[Input]

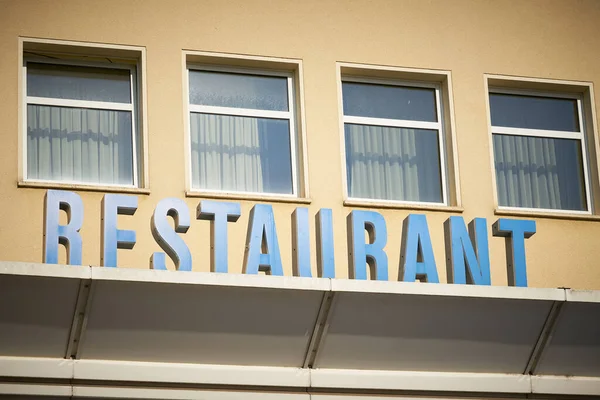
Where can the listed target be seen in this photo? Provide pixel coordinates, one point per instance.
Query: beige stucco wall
(540, 39)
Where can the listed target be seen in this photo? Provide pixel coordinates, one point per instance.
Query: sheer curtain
(539, 172)
(79, 145)
(393, 163)
(226, 153)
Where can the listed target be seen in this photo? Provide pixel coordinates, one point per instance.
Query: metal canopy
(432, 333)
(107, 324)
(574, 349)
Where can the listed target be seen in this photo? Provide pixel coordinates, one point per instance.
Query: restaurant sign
(467, 250)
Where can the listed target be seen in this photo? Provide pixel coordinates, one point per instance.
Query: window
(242, 131)
(81, 122)
(539, 150)
(394, 141)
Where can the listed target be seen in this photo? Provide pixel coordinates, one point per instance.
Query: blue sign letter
(325, 257)
(67, 235)
(467, 265)
(515, 231)
(300, 243)
(113, 238)
(372, 253)
(167, 238)
(262, 248)
(218, 213)
(416, 254)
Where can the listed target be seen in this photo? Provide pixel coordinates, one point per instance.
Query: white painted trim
(396, 123)
(410, 124)
(581, 136)
(267, 196)
(27, 389)
(293, 138)
(241, 112)
(289, 115)
(585, 157)
(583, 296)
(134, 134)
(391, 204)
(533, 93)
(136, 112)
(492, 158)
(376, 202)
(441, 145)
(181, 394)
(342, 132)
(533, 211)
(120, 371)
(419, 381)
(563, 385)
(210, 278)
(45, 270)
(80, 44)
(80, 185)
(503, 130)
(238, 70)
(301, 131)
(391, 82)
(45, 368)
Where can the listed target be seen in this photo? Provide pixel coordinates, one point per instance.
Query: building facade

[/Input]

Problem to solve:
Retype all entries exactly; omit pictures.

Response box:
Where can the listed target be seen in this photo? Provide pixel coordinates, one point per instance.
Query: beige stucco wall
(540, 39)
Where can the listed target be seen in this photo? Provide pixel coordinates, one point per instance.
Query: sheer curtain
(539, 172)
(79, 145)
(393, 163)
(226, 153)
Where can the listed target be seen in this photo? Provide pixel coordinates, one point per instance.
Query: metal canopy
(432, 333)
(107, 324)
(574, 349)
Where can the listed target be seen in this photo? Provide pixel coordinates, one point per instance.
Query: restaurant sign
(467, 250)
Where can the listed target be seen in this photo? Provide pixel coordinates, one point per instance.
Query: window
(242, 131)
(81, 122)
(539, 150)
(394, 141)
Where can the listed target be seen in this photo? Provide pixel coordinates, one point per instance.
Query: blue sign letter
(325, 257)
(67, 235)
(467, 265)
(515, 231)
(300, 243)
(113, 238)
(372, 253)
(167, 238)
(262, 248)
(218, 213)
(416, 254)
Where can the listed target be seen in this photo? Provide pixel coordinates, one point per instance.
Query: white painted trim
(396, 123)
(410, 124)
(581, 136)
(267, 196)
(27, 389)
(293, 138)
(241, 112)
(289, 115)
(585, 157)
(583, 296)
(134, 134)
(391, 204)
(533, 93)
(136, 112)
(492, 158)
(376, 202)
(441, 145)
(181, 394)
(342, 132)
(533, 211)
(120, 371)
(419, 381)
(563, 385)
(210, 278)
(45, 270)
(80, 44)
(80, 185)
(503, 130)
(238, 70)
(301, 131)
(391, 82)
(45, 368)
Where can the listed target be seen in this photo? Provide pixel coordinates, one point per instance.
Query: building facade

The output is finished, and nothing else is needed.